▸ **Assigned task**
The records follow. Give them all back exactly.
##### Exercise input
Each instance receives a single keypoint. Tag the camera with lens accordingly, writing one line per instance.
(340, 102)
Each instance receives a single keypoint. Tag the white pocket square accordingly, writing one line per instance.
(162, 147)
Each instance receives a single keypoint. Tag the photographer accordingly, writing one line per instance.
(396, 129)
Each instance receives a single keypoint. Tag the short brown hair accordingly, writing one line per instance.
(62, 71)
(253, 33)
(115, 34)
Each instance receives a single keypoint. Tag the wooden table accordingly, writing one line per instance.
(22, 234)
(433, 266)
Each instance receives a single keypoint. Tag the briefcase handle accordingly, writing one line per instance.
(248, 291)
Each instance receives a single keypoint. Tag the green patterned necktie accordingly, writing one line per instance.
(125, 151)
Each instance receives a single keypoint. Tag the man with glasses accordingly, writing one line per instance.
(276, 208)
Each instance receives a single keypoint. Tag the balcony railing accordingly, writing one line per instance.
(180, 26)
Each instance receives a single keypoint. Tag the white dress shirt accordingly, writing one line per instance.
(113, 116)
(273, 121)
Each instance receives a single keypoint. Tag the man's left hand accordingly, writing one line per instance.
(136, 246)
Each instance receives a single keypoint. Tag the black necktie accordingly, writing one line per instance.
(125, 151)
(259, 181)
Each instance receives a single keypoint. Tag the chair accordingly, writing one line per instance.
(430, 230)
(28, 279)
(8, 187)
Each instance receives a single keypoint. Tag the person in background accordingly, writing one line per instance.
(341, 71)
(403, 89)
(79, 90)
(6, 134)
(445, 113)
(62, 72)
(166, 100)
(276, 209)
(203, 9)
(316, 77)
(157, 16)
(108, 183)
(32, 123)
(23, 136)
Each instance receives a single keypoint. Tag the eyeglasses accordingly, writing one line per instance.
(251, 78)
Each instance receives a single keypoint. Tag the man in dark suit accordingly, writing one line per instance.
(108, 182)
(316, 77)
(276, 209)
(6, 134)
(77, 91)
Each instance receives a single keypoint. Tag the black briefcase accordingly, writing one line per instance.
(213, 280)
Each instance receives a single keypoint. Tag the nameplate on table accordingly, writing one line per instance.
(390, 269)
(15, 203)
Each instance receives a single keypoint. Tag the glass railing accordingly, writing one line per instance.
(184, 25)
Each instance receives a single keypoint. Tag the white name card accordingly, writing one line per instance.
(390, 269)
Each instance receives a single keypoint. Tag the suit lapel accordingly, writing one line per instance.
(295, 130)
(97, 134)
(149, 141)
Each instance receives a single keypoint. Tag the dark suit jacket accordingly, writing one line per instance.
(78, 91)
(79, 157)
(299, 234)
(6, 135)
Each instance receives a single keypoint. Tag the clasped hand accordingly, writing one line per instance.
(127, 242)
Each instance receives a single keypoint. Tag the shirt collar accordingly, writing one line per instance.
##########
▸ **Reply to the exercise**
Each instance receives a single keypoint. Tag the camera with lens accordingly, writing one line per instance.
(340, 102)
Each instance receives a single keypoint. Tag the white pocket square accordingly, writing one line per instance.
(162, 147)
Each instance receives a single keypoint. Tag the photographer accordingly, writing one line per instance.
(396, 129)
Each instance receives a single keypoint. Tag the short brown hair accordingly, writing one line per instance.
(62, 71)
(253, 33)
(115, 34)
Each instance receives a single keypoint. Tag the wooden table accordingly, writing one line per instance.
(22, 234)
(433, 266)
Each instance receives a single keypoint. Tag the briefcase handle accordingly, writing one line per instance.
(248, 291)
Each instance receives a single keypoint. Tag the green patterned necktie accordingly, writing one line per instance.
(125, 151)
Each instance receives a single keypoint. Tag the man with glasses accordingly, writing one line per instance.
(276, 208)
Each instance receives a single keypoint. Tag the balcony railing accordingly, writing one line per instance.
(180, 26)
Each instance receives a single keypoint. Tag the white dress shirt accordingly, writing one line per instance.
(113, 116)
(273, 121)
Each instance receives a single keypoint. Tag the man's left hand accordingly, writing one line per instance.
(136, 246)
Each instance receives a single keypoint. Tag the black necktie accordingly, writing one line per instance.
(125, 151)
(259, 181)
Each instance receives a single keypoint. Tag the chair accordingly, writing one line per instance.
(430, 230)
(28, 279)
(8, 187)
Each instance receives a single keypoint. Tag the person in background accordingly, writing one line per instance.
(341, 71)
(403, 89)
(79, 90)
(6, 134)
(445, 113)
(62, 72)
(166, 100)
(276, 209)
(203, 9)
(316, 77)
(157, 16)
(108, 183)
(32, 123)
(23, 136)
Each instance receives a single keypoint. Tag the eyeglasses accordingly, writing one line per instance.
(251, 78)
Each instance receives a single keypoint. Tag the man in dark suit accordingly, writing one line per instance.
(108, 182)
(316, 77)
(276, 209)
(6, 134)
(77, 91)
Each instance receives a single keypoint. Tag the black briefcase accordingly, writing one line per instance.
(213, 280)
Each instance receives a single keypoint. Tag the nameplate on table accordingly, writing one line per instance.
(390, 269)
(15, 203)
Each instance receives a single keypoint. Tag the glass railing accordingly, writing one line per instance.
(184, 25)
Each instance receives a single keypoint. Tag the white name card accordingly, writing one line per instance.
(390, 269)
Each instance receives a single keypoint. Tag the suit lapel accordingly, writing one line per instance.
(295, 130)
(97, 134)
(149, 141)
Each instance receives a single keypoint. Tag the dark suit jacket accordingly, writing one line per instance.
(78, 91)
(79, 157)
(299, 234)
(6, 135)
Each instance receives a single keypoint. Tag the clasped hand accordingly, writing one line per instance.
(127, 242)
Each instance receives a single keypoint. Tag the shirt collar accordingly, writing one line per instance.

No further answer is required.